[Tarefa proposta]
Prossiga o texto sobre as práticas biodinâmicas de Hamel nos vinhedos de Sonoma a partir da última frase apresentada.

[Texto de leitura]
>>>

Com o tempo, Hamel percebeu que desde que as práticas biodinâmicas foram estabelecidas no norte da Europa por Rudolf Steiner, eram necessários ajustes de acordo com cada região vinícola na Califórnia, em vez de apenas seguir o que um viticultor faria na Alemanha. Novamente, tudo é sobre encontrar equilíbrio na natureza.
Consequentemente, certos sprays biodinâmicos e naturais são mais apropriados para seus vinhedos em Sonoma e a época de tratamento das plantas também é diferente. Agora, ele começa a investigar o uso de plantas nativas usadas pelos povos indígenas na Califórnia para possíveis tratamentos futuros das vinhas, embora perceba que muitas dessas plantas nativas foram usadas para fins homeopáticos em humanos e nem tanto para o manejo de vinhas. Portanto, pode não resultar em nada. Mas ele está pronto para o desafio de compreender melhor estas plantas nos próximos 10 anos e isso pode se tornar uma camada adicional da sua expressão de terroir, também conhecida como sentido de lugar.

<<<

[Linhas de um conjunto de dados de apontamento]
>>>

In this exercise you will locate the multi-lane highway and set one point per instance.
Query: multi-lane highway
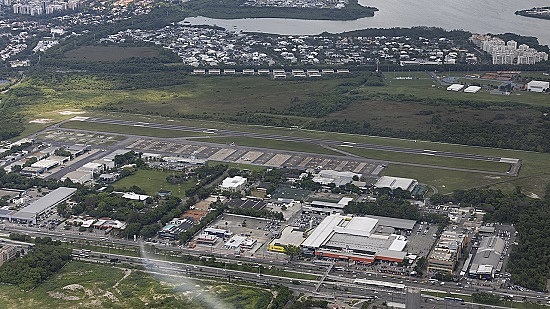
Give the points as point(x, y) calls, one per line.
point(330, 283)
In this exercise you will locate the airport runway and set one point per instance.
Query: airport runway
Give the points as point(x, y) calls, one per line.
point(515, 163)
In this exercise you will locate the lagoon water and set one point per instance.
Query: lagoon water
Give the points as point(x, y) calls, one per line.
point(478, 16)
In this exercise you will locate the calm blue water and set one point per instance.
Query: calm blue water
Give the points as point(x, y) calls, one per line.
point(478, 16)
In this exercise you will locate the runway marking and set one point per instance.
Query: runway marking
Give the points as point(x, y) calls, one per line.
point(360, 167)
point(221, 154)
point(278, 159)
point(249, 157)
point(341, 165)
point(305, 162)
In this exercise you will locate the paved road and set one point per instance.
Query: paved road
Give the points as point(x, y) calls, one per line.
point(515, 163)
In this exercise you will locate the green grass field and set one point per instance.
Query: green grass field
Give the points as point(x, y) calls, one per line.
point(87, 285)
point(400, 105)
point(421, 86)
point(110, 53)
point(533, 174)
point(429, 160)
point(151, 181)
point(121, 129)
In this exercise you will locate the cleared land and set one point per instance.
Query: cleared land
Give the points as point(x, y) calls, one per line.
point(412, 106)
point(533, 175)
point(130, 130)
point(151, 181)
point(110, 53)
point(85, 285)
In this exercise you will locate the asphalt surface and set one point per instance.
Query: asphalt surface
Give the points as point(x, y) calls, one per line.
point(514, 170)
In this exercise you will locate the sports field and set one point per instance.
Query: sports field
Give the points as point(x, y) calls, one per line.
point(151, 181)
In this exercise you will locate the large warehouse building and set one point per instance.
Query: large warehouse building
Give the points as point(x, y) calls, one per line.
point(32, 212)
point(487, 259)
point(446, 251)
point(393, 183)
point(358, 239)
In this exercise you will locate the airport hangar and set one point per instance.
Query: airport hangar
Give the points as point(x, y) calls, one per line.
point(32, 212)
point(359, 239)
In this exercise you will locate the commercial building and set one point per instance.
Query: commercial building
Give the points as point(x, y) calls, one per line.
point(233, 184)
point(246, 203)
point(174, 228)
point(358, 239)
point(78, 176)
point(446, 252)
point(290, 235)
point(395, 183)
point(326, 177)
point(32, 212)
point(240, 243)
point(472, 89)
point(538, 86)
point(7, 252)
point(487, 259)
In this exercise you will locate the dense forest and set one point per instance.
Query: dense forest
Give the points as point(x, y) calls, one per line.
point(236, 9)
point(530, 259)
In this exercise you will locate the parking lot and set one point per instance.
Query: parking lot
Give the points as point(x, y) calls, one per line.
point(259, 157)
point(67, 136)
point(258, 229)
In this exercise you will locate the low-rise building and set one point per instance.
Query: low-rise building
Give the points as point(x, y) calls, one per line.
point(538, 86)
point(358, 239)
point(290, 235)
point(446, 252)
point(7, 252)
point(393, 183)
point(487, 258)
point(174, 228)
point(233, 184)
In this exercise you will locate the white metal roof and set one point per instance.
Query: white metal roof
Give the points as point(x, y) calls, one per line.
point(455, 87)
point(472, 89)
point(46, 202)
point(394, 182)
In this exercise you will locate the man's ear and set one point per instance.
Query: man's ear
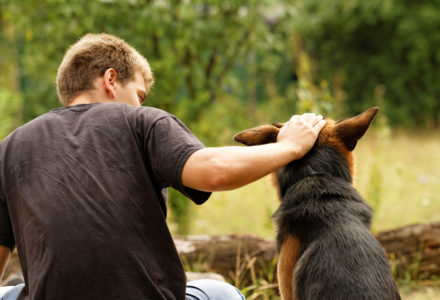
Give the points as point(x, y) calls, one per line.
point(349, 131)
point(263, 134)
point(110, 78)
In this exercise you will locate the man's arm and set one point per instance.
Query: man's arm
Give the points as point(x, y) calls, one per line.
point(227, 168)
point(5, 254)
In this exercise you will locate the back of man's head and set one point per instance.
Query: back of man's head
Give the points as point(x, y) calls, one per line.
point(90, 57)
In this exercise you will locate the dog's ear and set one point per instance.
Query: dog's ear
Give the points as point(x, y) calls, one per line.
point(349, 131)
point(260, 135)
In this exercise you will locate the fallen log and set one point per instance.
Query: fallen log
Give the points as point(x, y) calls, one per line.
point(414, 252)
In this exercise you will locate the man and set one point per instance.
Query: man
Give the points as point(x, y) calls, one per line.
point(82, 186)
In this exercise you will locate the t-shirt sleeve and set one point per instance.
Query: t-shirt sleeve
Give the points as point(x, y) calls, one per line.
point(6, 234)
point(168, 145)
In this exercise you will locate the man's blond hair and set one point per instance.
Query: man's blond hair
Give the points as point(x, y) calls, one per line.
point(90, 57)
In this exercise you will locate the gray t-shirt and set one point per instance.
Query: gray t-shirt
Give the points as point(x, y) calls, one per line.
point(83, 198)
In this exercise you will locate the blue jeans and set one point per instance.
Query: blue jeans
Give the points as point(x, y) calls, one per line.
point(203, 289)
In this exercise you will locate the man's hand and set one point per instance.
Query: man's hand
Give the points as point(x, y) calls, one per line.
point(226, 168)
point(301, 132)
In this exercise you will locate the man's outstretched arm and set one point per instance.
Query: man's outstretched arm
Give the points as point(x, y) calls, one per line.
point(227, 168)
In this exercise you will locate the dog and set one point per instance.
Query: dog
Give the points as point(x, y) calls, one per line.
point(326, 250)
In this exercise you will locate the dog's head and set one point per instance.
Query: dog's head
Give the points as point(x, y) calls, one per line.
point(342, 135)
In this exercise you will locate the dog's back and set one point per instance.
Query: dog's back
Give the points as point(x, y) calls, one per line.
point(338, 257)
point(325, 248)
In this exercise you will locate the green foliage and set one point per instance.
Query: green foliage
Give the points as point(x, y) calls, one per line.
point(358, 45)
point(10, 107)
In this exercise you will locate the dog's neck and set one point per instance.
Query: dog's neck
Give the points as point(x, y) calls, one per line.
point(320, 161)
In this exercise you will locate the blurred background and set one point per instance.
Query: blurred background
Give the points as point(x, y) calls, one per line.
point(222, 66)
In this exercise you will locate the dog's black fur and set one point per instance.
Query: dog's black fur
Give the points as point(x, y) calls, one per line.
point(338, 257)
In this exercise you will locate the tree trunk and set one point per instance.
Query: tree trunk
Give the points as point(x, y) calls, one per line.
point(413, 250)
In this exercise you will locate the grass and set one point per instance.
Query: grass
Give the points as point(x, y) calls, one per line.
point(408, 191)
point(398, 174)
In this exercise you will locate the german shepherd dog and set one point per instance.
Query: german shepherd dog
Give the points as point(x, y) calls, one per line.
point(325, 247)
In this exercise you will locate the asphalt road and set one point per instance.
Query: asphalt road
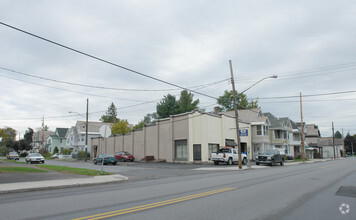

<<<

[Resposta escrita]
A história da descoberta das vinhas de sequeiro
Em 2015, Hamel passou a lua de mel com sua esposa na França e eles acabaram fazendo um tour muito cobiçado com Anselme Selosse, da casa Champagne, produtor de Jacques Selosse, um lugar que tem seguidores sofisticados e entusiastas de Champagne. Hamel estava orgulhoso do empenho com suas vinhas, que partilhou com Anselme, mas, quando o francês descobriu que ele irrigava, disse: “Poderia muito bem ter um monte de vasos de plantas no campo porque isso é a conexão mais forte que você jamais terá com o terroir de lá”, conta ele.
A princípio, Hamel riu do comentário, pois parecia impossível não irrigar na Califórnia, mas a afirmação o incomodou porque sentiu que Anselme poderia não estar errado. Foi assim que ele começou sua jornada para a agricultura de sequeiro.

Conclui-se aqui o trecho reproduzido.